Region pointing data
::::

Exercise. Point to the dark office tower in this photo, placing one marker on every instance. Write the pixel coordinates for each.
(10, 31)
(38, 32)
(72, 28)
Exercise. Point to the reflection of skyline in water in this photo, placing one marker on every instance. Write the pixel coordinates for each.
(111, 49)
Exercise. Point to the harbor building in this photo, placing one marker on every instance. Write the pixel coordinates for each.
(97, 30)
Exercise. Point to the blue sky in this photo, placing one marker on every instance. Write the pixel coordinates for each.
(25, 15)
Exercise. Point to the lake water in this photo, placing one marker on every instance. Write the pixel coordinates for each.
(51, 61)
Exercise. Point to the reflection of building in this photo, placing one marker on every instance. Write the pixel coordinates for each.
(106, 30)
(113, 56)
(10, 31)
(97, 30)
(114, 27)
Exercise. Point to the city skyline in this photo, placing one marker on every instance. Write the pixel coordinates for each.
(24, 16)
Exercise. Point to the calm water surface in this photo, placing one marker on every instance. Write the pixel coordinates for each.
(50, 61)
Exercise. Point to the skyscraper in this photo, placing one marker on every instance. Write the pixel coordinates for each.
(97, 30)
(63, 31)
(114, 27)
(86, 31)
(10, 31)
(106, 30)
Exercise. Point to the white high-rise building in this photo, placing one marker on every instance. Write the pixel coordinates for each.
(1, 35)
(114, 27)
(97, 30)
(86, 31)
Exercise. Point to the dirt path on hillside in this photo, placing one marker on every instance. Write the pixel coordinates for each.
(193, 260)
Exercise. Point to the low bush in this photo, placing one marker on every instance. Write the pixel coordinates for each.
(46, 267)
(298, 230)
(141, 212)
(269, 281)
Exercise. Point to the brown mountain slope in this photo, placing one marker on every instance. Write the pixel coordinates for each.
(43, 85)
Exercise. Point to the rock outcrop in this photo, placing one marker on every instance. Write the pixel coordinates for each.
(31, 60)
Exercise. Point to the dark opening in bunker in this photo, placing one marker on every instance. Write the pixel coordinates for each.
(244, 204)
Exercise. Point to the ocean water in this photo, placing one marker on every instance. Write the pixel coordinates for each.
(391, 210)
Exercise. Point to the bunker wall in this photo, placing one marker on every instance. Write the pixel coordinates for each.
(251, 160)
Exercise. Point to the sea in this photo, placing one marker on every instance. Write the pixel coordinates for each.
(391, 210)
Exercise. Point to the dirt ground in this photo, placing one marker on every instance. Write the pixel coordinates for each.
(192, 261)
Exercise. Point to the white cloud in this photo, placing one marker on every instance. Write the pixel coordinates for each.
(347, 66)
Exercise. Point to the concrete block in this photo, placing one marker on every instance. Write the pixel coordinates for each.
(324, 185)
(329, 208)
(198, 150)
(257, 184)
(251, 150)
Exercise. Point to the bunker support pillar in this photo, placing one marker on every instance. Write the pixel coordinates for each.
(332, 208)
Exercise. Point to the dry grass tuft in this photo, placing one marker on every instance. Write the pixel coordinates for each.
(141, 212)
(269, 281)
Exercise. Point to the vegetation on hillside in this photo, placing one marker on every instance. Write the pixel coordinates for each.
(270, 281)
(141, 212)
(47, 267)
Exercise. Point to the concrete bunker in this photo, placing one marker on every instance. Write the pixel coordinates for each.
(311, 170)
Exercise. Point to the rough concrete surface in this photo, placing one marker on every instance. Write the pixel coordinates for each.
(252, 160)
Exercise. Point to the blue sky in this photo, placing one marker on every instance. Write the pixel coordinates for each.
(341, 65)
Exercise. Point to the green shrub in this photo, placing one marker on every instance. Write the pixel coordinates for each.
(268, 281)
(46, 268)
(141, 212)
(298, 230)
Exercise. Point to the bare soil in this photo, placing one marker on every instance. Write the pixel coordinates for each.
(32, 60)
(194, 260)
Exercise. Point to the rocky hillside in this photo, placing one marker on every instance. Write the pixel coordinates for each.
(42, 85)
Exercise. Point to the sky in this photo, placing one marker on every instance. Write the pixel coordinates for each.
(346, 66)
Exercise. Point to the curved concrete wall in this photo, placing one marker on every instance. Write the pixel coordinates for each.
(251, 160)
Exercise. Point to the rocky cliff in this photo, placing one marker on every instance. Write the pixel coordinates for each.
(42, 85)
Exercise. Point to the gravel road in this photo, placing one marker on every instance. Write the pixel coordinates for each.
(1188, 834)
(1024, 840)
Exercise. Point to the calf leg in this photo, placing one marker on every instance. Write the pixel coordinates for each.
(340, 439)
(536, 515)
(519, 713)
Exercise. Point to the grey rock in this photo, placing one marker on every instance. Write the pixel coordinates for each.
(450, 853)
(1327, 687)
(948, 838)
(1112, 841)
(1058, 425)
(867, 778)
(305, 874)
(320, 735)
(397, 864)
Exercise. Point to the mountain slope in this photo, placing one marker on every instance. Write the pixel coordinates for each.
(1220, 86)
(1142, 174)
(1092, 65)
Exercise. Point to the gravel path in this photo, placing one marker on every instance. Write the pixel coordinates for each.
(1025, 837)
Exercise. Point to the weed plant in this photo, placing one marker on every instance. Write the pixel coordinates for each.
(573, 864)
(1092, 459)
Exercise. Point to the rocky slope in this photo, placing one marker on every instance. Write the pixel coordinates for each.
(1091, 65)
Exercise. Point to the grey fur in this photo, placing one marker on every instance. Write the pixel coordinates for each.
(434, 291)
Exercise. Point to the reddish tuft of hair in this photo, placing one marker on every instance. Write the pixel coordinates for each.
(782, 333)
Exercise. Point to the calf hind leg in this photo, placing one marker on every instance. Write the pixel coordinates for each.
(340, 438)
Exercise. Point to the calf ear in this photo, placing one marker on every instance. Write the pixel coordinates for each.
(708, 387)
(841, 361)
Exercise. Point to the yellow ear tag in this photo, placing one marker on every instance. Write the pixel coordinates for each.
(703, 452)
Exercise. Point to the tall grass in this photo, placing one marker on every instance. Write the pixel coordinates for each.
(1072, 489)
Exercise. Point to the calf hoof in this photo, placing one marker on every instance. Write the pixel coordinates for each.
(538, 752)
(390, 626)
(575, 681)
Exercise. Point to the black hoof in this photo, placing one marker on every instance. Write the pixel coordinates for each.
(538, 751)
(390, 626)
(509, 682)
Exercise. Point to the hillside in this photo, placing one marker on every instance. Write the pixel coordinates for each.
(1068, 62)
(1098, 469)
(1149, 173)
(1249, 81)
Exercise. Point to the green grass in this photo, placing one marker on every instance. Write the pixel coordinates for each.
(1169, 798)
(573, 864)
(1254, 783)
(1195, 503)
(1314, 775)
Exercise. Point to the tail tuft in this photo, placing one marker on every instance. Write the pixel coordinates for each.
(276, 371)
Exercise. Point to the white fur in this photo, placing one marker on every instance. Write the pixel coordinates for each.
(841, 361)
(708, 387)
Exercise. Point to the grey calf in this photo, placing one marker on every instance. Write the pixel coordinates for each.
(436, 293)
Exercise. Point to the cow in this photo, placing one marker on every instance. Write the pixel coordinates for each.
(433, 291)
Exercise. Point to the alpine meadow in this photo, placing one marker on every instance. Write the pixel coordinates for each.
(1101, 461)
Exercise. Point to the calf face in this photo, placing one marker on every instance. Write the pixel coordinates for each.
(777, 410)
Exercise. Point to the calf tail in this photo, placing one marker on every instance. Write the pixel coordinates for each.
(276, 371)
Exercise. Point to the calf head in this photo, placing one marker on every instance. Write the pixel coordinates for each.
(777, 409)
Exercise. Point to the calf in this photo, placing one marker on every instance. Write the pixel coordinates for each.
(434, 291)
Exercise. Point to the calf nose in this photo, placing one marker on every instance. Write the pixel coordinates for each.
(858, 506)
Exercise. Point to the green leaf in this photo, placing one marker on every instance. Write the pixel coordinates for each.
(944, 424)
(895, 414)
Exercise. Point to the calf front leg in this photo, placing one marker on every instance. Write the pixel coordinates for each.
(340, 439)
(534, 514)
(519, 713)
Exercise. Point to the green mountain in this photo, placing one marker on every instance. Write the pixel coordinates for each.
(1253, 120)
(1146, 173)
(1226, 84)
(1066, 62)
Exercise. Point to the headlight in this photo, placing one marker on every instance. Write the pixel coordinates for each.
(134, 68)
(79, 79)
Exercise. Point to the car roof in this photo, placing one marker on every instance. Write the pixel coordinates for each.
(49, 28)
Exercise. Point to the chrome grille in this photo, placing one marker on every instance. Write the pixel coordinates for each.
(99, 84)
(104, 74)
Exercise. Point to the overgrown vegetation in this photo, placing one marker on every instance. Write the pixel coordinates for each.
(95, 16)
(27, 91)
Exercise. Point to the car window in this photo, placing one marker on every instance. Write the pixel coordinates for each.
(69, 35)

::::

The result consists of the line with "Exercise. Point to the green mountain" through the last line of the entries above, repeated exactly and with nothing else.

**WRITTEN RESPONSE**:
Exercise. Point to the green mountain in this photo, placing one marker on every instance. Write the pixel coordinates for each.
(1253, 120)
(1146, 173)
(1226, 84)
(1066, 62)
Exercise. Point to the headlight in this photo, placing one marker on every instance. Write the pixel coordinates for each.
(134, 68)
(79, 79)
Exercise. Point to the car roof in this photo, placing one marker on every instance. Write the pixel coordinates for each.
(49, 28)
Exercise. Point to the chrome grille in this photo, placing one marker on every instance. Write the pixel coordinates for each.
(99, 84)
(104, 74)
Exercise. Point to the overgrown vegetation in this photo, placing one marker on every instance. Write the pixel coordinates for each.
(95, 16)
(27, 91)
Exercise. Point to the car window in this photo, placing one marker on every instance. Write the pixel coordinates for each.
(69, 35)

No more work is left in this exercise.